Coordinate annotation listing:
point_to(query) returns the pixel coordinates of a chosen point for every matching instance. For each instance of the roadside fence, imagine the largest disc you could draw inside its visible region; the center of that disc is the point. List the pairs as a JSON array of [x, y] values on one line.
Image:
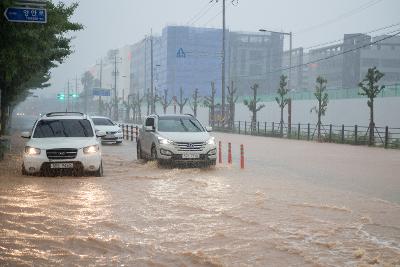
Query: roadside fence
[[130, 132], [344, 134]]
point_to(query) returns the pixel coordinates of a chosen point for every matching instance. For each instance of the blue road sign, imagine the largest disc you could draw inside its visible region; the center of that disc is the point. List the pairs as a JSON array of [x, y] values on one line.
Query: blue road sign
[[101, 92], [26, 14], [180, 53]]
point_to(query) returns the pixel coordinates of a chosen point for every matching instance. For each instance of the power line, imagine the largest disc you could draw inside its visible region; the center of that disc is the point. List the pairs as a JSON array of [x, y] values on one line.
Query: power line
[[324, 58], [342, 16], [206, 6], [202, 14]]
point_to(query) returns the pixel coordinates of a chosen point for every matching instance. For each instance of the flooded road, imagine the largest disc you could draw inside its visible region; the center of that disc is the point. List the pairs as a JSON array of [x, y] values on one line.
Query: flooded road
[[296, 204]]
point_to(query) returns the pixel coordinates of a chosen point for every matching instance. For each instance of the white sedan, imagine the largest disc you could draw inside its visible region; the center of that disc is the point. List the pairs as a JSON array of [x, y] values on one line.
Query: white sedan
[[113, 131]]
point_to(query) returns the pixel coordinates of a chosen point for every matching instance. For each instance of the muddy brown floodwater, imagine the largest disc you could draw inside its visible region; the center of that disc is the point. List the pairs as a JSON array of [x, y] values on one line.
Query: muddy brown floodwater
[[296, 204]]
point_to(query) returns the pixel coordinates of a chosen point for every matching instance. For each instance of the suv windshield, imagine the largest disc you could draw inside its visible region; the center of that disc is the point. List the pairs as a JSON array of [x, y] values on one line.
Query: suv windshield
[[63, 128], [179, 124], [102, 121]]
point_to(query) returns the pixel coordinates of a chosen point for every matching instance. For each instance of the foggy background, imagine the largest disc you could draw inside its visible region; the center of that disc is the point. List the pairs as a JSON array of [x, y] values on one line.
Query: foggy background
[[113, 24]]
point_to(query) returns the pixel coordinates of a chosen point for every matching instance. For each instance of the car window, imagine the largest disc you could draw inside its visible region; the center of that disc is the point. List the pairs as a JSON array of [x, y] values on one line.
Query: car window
[[150, 122], [63, 128], [102, 122], [179, 124]]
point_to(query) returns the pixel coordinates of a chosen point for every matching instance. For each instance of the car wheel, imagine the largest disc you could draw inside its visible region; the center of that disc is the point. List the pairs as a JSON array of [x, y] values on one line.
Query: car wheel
[[153, 153], [99, 172]]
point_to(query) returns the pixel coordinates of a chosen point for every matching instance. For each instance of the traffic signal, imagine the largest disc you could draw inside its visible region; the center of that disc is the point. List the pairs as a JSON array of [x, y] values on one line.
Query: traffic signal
[[60, 96]]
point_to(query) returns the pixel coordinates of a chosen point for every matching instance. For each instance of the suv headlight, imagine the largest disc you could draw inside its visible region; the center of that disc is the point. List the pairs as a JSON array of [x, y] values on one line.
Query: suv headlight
[[32, 151], [91, 149], [164, 141], [211, 141]]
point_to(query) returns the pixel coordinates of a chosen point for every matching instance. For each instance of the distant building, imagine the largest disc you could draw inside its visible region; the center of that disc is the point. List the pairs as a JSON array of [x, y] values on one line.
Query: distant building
[[255, 58], [299, 78], [190, 58], [344, 65]]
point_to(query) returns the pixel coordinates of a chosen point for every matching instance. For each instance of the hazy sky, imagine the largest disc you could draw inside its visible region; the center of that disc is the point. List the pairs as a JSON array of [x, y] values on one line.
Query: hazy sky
[[114, 23]]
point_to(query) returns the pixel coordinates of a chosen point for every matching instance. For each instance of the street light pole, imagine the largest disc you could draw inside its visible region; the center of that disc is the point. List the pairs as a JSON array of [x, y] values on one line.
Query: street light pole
[[223, 61], [290, 61], [152, 74], [101, 79]]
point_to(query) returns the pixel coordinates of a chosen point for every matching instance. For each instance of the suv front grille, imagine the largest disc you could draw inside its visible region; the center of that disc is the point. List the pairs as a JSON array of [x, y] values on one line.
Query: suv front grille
[[186, 146], [61, 153]]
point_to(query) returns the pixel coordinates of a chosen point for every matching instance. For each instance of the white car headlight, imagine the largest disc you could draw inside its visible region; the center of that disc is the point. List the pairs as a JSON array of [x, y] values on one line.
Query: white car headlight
[[164, 141], [32, 151], [91, 149], [211, 141]]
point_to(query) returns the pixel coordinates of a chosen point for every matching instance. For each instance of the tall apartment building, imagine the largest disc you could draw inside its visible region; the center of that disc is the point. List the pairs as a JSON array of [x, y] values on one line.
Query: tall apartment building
[[190, 58], [255, 58]]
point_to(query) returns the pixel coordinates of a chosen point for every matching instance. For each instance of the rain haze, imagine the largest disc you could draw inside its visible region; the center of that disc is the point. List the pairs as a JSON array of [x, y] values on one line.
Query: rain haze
[[113, 24], [141, 133]]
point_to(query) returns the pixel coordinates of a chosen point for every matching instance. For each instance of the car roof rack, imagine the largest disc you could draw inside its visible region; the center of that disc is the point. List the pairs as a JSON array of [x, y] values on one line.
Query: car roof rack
[[52, 114]]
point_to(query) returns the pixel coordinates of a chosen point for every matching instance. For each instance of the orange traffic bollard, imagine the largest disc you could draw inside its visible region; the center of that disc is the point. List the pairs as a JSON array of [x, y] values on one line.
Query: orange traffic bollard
[[241, 157], [219, 152], [229, 153]]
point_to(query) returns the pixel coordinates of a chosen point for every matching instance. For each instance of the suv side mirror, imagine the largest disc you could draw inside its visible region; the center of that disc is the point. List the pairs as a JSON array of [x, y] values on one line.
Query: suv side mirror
[[149, 128], [26, 135], [100, 133]]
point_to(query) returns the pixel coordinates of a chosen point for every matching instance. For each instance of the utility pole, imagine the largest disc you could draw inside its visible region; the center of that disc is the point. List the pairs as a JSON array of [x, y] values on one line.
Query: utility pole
[[115, 72], [223, 61], [101, 79], [76, 94], [152, 74], [290, 62], [68, 96]]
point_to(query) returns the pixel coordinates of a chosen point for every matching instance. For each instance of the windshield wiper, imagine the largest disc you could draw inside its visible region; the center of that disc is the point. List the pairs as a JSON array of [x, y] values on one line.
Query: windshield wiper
[[194, 124], [84, 129], [183, 125]]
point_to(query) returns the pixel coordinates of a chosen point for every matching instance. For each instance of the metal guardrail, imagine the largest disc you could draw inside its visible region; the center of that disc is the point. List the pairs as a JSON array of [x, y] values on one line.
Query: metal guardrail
[[343, 93], [355, 135], [130, 131]]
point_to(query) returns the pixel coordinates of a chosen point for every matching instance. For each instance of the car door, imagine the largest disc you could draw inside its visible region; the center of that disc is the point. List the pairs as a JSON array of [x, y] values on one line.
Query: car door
[[148, 136]]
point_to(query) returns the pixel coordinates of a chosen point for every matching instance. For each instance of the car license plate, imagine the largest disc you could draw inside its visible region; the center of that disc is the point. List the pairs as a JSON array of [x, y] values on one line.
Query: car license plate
[[61, 165], [190, 156]]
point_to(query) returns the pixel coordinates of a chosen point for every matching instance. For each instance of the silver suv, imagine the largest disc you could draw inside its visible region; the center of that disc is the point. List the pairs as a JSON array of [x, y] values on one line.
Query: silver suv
[[171, 139]]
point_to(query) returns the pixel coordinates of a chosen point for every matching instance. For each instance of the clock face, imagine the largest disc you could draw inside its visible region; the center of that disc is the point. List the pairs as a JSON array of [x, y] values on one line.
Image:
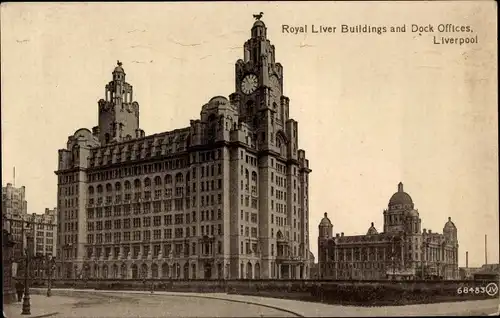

# WORK REQUIRED
Rewrite the entire listing above with "largest disc" replaced by "largest circle" everywhere and everything else unchanged. Omit the pictures from your answer.

# ANSWER TO THE EXERCISE
point_to(query) returns the pixel coordinates of a chosen point for every matching instance. For each instance of the roadside fence, imagine the largest circle you could draw inside its visible region; the center of that disc is the point. List the pairs as a JSON array of [x, y] values on one line.
Image:
Query: roadside fence
[[130, 132], [344, 134]]
point_to(query) returns the pixel coordinates of a chosen point for every matching instance. For each instance of the blue road sign, imagine the largest circle you could draw inside its visible region; the center of that disc is the point. List the pairs as a JSON array of [x, y] values on one line.
Query: blue road sign
[[101, 92], [26, 14], [180, 53]]
point_to(query) returns the pixel coordinates of a chosen point for every matching instance. For each instance of the power line, imagine the largest circle you could draw inside its visible region; the center of that disc is the point. List the pairs as a JSON array of [x, y] values on one line.
Query: power line
[[324, 58], [342, 16], [206, 6], [202, 14]]
point_to(query) returns the pixel coordinates of a chosen point for every matching instance. For each instance of the flooded road, imagine the largest circle you could draw inside its visible region; the center of that disc is the point. List the pairs as a JSON array of [x, y] values on one line.
Query: flooded road
[[296, 204]]
point_to(query) returns the pixel coordinates of a chosen point for every matching instance. For each instance of the white sedan, imagine the largest circle you could draw inside its visible region; the center of that disc is the point. List the pairs as a JSON array of [x, y] values on one line.
Query: white sedan
[[113, 131]]
point_to(query) returns the pixel coordinates of a chosen point for every matching instance. For each instance of the muddy brown floodwater, imagine the largest circle you could draw inside its visible region; the center of that disc is the point. List the pairs as a JSON array of [x, y] values on one line.
Query: muddy brown floodwater
[[296, 204]]
point_to(query) returns the pixel coordinates of a chosen point for every matching instance. For each instance of the suv windshield, imagine the largest circle you could draw inside its visible region; the center of that disc is the point. List the pairs as a JSON array of [x, y] values on one line.
Query: suv windshield
[[63, 128], [179, 124], [102, 121]]
point_to(query) returns the pixel coordinates of a chosen point for every matching instance. For each instance of the foggy background, imagine the largest circle you could draw inside its visible region; the center of that disc is the point. List the pairs as a JSON array of [x, y] values on one line.
Query: foggy background
[[113, 24]]
point_to(query) returns the pixel coordinates of a chosen point for every matching instance. For each instance of the car window, imagine the largest circle you could draw inside its visible region; the center of that disc is the point. List the pairs as a JSON array of [x, y] values on one line.
Query: car window
[[150, 122], [63, 128], [102, 122], [179, 124]]
point_to(query) returns the pixel coordinates of a chosen point for every matching instance. For each instance of the car wheel, imagine the largest circle you could draw inside its visible region; the center of that disc is the point. List the pairs as a JSON array of [x, y] values on one line.
Query: car wheel
[[153, 153], [99, 172]]
point_to(query) returns the pixel coordinates of a chosen point for every matching instance. For each instance of the traffic signal, imagine the largest circle you could draw inside its visible region; the center of that disc is the point. List the pairs as a JSON array of [x, y] values on one line.
Query: traffic signal
[[60, 96]]
point_to(query) returns the pixel coordinates of a chosen point for every matching instance. For each instance of the suv headlight, imagine the largest circle you could draw inside its visible region; the center of that disc is the point. List the pairs as a JSON array of [x, y] values on one line.
Query: suv headlight
[[32, 151], [91, 149], [164, 141], [211, 141]]
point_to(query) returns the pixel coordinates of a chosen point for every matching instance. For each instance of the distant building, imagine the largest circle you could draw inside its visible region; the center of that disc is the point. List the pairs as a JSON array of [x, y] values on one line.
Query: distant building
[[255, 58], [299, 78], [190, 58], [344, 65]]
point_to(query) returns the pixel coordinates of a chosen point for every matching instance. For each instance of the hazy sky, imagine the largest circle you could draw inside its visible region; the center of that disc is the point. List the pairs as a JSON array of [x, y] values on one line.
Query: hazy sky
[[114, 23]]
point_to(query) returns the pixel coordinates of a chosen point for every matching instance. For each instance of the street light pole, imagine the largest circle you could draw inside its visible region; the center of that disc is the point. List the pairs as a JSON array of [x, y] values on one line.
Query: street light pole
[[223, 61], [290, 61], [152, 74], [101, 79]]
point_to(query) returns the pixel coordinates of a chosen point for every matching instance. For each instance of the suv front grille, imagine the largest circle you could draw inside its visible region; the center of that disc is the point. List the pairs as a JSON array of [x, y] values on one line.
Query: suv front grille
[[186, 146], [61, 153]]
point_to(query) returns the pixel coordinates of a chosen point for every matching instance. For each instance of the white car headlight, imagine the largest circle you could draw inside its visible region; the center of that disc is the point. List the pairs as a JSON array of [x, y] values on one line.
Query: white car headlight
[[164, 141], [32, 151], [91, 149], [211, 141]]
point_to(query) returns the pixel coordinates of a chosen point for every matching instance. For each instance of the tall apartment building, imagine the largest circle you could draw inside its visible region; the center of that disc is the point. List the pairs as a JSON array of [x, y] values on one line.
Query: tall apartment building
[[190, 58], [255, 58]]
point_to(query) returns the pixel coordinates of a chosen point for every matching instance. For each instance of the rain haze, imagine the largest circle you could draw inside its visible region; the center of that disc is the point. List the pairs as a JSON array of [x, y] values on one line.
Query: rain haze
[[113, 24], [141, 133]]
point_to(query) returns the pixel coordinates of a chosen point for every matching instance. For each instance of the car roof rack, imagine the largest circle you could draw inside its visible region; the center of that disc is the point. List the pairs as a JSON array of [x, y] values on one line.
Query: car roof rack
[[52, 114]]
point_to(query) returns the pixel coordinates of a chosen point for every matching instance. For each instance of the orange traffic bollard, imagine the largest circle you could draw inside its visible region; the center of that disc is the point. List the pairs as a JSON array of [x, y] values on one line.
Query: orange traffic bollard
[[241, 157], [219, 152], [229, 153]]
point_to(query) returns the pixel coordinates of a chosen point for every matching instance. For each instance of the suv side mirror, imagine the largest circle you could draw inside its visible region; the center of that disc is the point. List the pairs as a JSON array of [x, y] values on one line.
Query: suv side mirror
[[149, 128], [26, 135], [100, 133]]
point_to(query) returns the pixel coordinates of a chosen point for every matching instance. For each instance of the utility pole, imagine the largest circle you could draw inside its visible region; the center of that disc is the point. List the pairs as a JSON array of [x, y] values on one line.
Query: utility pole
[[115, 72], [223, 61], [101, 79], [76, 94], [152, 74], [290, 62], [68, 96]]
point_to(query) returns the pixel coordinates of a chosen point for every matching instance. For each instance of the windshield wiper, imagine the largest circle you could draw inside its visible region; the center of that disc is the point. List the pairs as a JSON array of [x, y] values on one line.
Query: windshield wiper
[[194, 124], [84, 129], [183, 125]]
point_to(query) returns the pixel coordinates of a chosen point for every matching instance. For each instance of the metal guardrail, imagine the largest circle you could draw inside its visible region; the center of that disc is the point. List the pairs as a JSON array of [x, y] values on one line.
Query: metal guardrail
[[343, 93], [355, 135], [130, 131]]
point_to(query) returns the pixel coordinates of a chosen point for every matching instance. For each instance of the car door, imagine the largest circle you could draw inside its visible region; the center of that disc is the point. List the pairs as a JSON array of [x, y] values on one line.
Query: car door
[[148, 136]]
point_to(query) returns the pixel coordinates of a chosen point for every matching instance. For each instance of the car license plate, imagine the largest circle you could draw inside its visible region; the center of that disc is the point. List the pairs as a JSON array of [x, y] values on one line.
Query: car license plate
[[61, 165], [190, 156]]
point_to(query) returns the pixel coordinates of a chosen point for every matching instance. For each instance of the silver suv, imagine the largest circle you could draw inside its visible region; the center of that disc is the point. List the pairs as a JSON array of [x, y] values on one line.
Query: silver suv
[[171, 139]]
point_to(query) returns the pixel coordinates of a chosen point for every matching instance. For each instance of the clock face, imagine the largest circle you could draw inside its visible region; the center of that disc is the point. List the pairs as a JSON array of [x, y] values on one line.
Image:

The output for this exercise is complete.